== Records for this exercise ==

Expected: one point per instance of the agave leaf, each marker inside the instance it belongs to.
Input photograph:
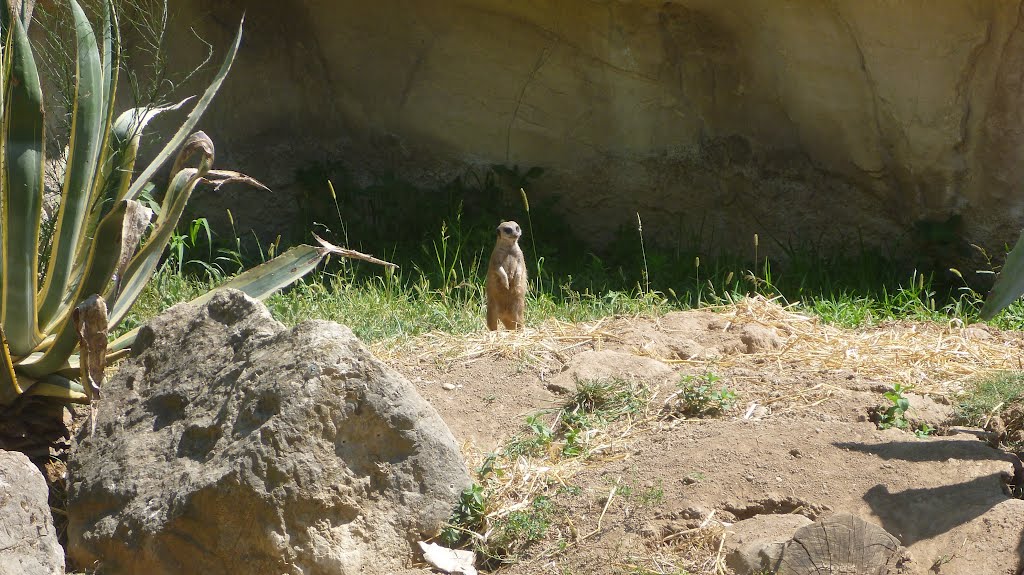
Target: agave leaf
(90, 322)
(23, 195)
(103, 258)
(266, 278)
(111, 46)
(127, 136)
(136, 220)
(183, 132)
(60, 388)
(88, 130)
(1009, 285)
(9, 387)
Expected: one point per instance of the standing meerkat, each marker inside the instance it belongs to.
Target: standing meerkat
(507, 279)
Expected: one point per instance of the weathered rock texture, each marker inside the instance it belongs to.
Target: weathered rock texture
(28, 541)
(229, 444)
(841, 543)
(810, 121)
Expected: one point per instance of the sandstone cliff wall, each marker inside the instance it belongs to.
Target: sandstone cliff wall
(800, 120)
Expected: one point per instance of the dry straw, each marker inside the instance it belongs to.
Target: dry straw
(935, 358)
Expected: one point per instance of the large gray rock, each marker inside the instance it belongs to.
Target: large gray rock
(756, 544)
(230, 444)
(28, 541)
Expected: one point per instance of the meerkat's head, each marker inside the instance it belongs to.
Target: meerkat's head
(509, 231)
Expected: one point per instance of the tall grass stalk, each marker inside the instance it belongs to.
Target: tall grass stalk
(539, 261)
(643, 254)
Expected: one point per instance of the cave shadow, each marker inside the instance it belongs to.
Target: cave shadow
(915, 515)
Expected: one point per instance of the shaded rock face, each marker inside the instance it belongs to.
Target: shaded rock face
(28, 541)
(229, 444)
(812, 121)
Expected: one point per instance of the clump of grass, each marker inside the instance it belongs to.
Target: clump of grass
(894, 413)
(501, 535)
(699, 396)
(596, 404)
(514, 532)
(467, 517)
(989, 396)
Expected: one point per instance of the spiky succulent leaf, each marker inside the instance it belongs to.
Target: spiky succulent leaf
(104, 256)
(23, 192)
(186, 128)
(88, 130)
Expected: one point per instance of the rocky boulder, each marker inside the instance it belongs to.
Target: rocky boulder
(28, 541)
(231, 444)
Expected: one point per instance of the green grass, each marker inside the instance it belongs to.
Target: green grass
(989, 395)
(442, 251)
(408, 303)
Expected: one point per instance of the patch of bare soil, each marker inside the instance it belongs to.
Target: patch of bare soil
(664, 492)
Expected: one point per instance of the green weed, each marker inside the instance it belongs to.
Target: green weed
(696, 396)
(988, 396)
(467, 517)
(894, 413)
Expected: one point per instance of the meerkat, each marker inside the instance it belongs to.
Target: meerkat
(507, 279)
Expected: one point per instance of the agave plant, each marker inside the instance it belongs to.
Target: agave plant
(104, 249)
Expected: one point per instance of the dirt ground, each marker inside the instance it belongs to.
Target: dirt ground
(798, 442)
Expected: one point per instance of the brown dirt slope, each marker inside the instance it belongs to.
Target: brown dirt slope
(660, 491)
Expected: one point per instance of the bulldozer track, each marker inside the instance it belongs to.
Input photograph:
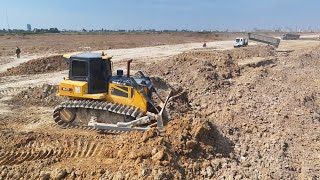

== The request ==
Copy out all of the items above word for word, and leave the pictures out of your copy.

== Task solution ==
Expected: one point per instance of the agave leaf, each marker inside the instance it belongs to.
Input photograph:
Target: agave leaf
(90, 322)
(23, 195)
(103, 258)
(266, 278)
(111, 46)
(127, 136)
(136, 220)
(183, 132)
(60, 388)
(88, 130)
(1009, 285)
(9, 387)
Expected: one point per instance of the standing meerkat, each marker inside the instance it belongs to.
Target: standing meerkat
(507, 279)
Expected: one point per instance of the weathered rock texture, each marker inside the instance it belongs to.
Target: weathered rock texture
(28, 541)
(229, 444)
(841, 543)
(810, 121)
Expected: one point per instance of the sandstone cliff wall, each marker inside the instance it belongs to.
Target: sandstone cliff wall
(800, 120)
Expected: one point per instance of the dry straw, each marker inside the instance it belongs to.
Target: dry straw
(935, 358)
Expected: one point per instance of the large gray rock, each marker inside the instance it belongs to.
Target: large gray rock
(756, 544)
(230, 444)
(28, 541)
Expected: one point per instance of the meerkat's head, each marker inside the instance it belongs to.
Target: meerkat's head
(509, 231)
Expected: one point per instance of the tall grass stalk, each marker inside the instance it belongs to.
Target: tall grass stalk
(539, 261)
(643, 254)
Expected: one point per instance of the cave shadow, each marker inside the instance it belongs to.
Target: cave shadow
(915, 515)
Expected: one point per instance of the shaded rock face, each marker inside the instance it belongs to.
Target: shaded rock face
(28, 541)
(229, 444)
(812, 121)
Expected: one point per instance of the clump of grass, each marker inside the instance it belongs to.
Target: clump of grass
(894, 413)
(501, 535)
(699, 396)
(596, 404)
(514, 532)
(467, 517)
(989, 396)
Expected: one point per instance of the spiky succulent leaf, each marker inside the instance it belongs to.
Target: spiky succulent leaf
(104, 256)
(23, 192)
(186, 128)
(88, 130)
Expected: one point per instance of the rocky boulder, each marker inside the instance it belongs to.
Target: rocky boulder
(28, 541)
(231, 444)
Expected: one point per instance of the green grass, each marker inside the instance it belongs to.
Target: green grass
(989, 395)
(442, 251)
(408, 303)
Expected: one point per instance of the patch of bare soil, each marker inside the instance it belongs to.
Target: patch of bare soil
(664, 492)
Expected: one point per instance of the green weed, each marker inside the instance it belongs to.
Target: green weed
(696, 396)
(988, 396)
(467, 517)
(894, 413)
Expected: one point per instance of the meerkat, each marker inside the instance it belongs to.
Target: meerkat
(507, 279)
Expected: one point per instance of the agave plant, each marker inside the instance it belongs to.
Target: agave plant
(104, 249)
Expected: one point per instance of the dirt ground, each marker inside the instance it belongs to.
Target: dirt ground
(798, 442)
Expected: one point per instance of the brown dirt slope, each marker inside the instance it belongs to.
Target: brown dirt slope
(660, 491)
Expected: one point per instance of the bulldozer track, each marker inside the instance it belongs to.
Input photograph:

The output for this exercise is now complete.